#### [STORED DATA]
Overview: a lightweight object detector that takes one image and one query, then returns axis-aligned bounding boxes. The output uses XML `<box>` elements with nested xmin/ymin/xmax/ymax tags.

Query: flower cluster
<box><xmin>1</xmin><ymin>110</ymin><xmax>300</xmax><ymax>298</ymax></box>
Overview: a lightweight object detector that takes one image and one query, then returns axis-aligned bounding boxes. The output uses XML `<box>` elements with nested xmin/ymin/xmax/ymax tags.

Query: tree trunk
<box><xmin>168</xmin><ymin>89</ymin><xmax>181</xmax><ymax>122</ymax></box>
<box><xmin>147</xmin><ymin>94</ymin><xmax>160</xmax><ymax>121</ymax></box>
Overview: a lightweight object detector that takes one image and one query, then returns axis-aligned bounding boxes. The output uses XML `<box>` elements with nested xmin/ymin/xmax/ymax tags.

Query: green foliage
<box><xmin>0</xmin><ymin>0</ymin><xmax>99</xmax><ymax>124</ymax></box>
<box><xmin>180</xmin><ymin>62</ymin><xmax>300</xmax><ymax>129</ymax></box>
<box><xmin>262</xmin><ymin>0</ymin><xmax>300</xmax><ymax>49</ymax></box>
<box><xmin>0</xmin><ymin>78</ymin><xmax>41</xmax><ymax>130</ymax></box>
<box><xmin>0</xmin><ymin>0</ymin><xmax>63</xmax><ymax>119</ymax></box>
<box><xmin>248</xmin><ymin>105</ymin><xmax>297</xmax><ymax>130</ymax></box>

#### [TASK STATEMENT]
From the first line to the last, transcribe the listing exactly.

#### [OUTPUT FOR THIS EXERCISE]
Overview: a lightweight object detector that takes one image and one query, then returns axis-aligned bounding boxes. The output uses XML `<box>` elements with nested xmin/ymin/xmax/ymax tags.

Query: flower cluster
<box><xmin>1</xmin><ymin>110</ymin><xmax>300</xmax><ymax>298</ymax></box>
Overview: a lightweight object detector that takes one image and one query, then returns axis-aligned bounding boxes. The output uses XML `<box>` elements with nested xmin/ymin/xmax/ymax tags.

Query: tree trunk
<box><xmin>168</xmin><ymin>89</ymin><xmax>181</xmax><ymax>122</ymax></box>
<box><xmin>147</xmin><ymin>94</ymin><xmax>160</xmax><ymax>121</ymax></box>
Overview: a lightweight object detector that takes one image and one query, then returns axis-aligned bounding boxes. The output uses XML `<box>` elements with nested xmin/ymin/xmax/ymax tags.

Query: green foliage
<box><xmin>0</xmin><ymin>0</ymin><xmax>99</xmax><ymax>124</ymax></box>
<box><xmin>180</xmin><ymin>62</ymin><xmax>300</xmax><ymax>129</ymax></box>
<box><xmin>262</xmin><ymin>0</ymin><xmax>300</xmax><ymax>49</ymax></box>
<box><xmin>0</xmin><ymin>78</ymin><xmax>41</xmax><ymax>130</ymax></box>
<box><xmin>0</xmin><ymin>0</ymin><xmax>63</xmax><ymax>119</ymax></box>
<box><xmin>248</xmin><ymin>105</ymin><xmax>297</xmax><ymax>130</ymax></box>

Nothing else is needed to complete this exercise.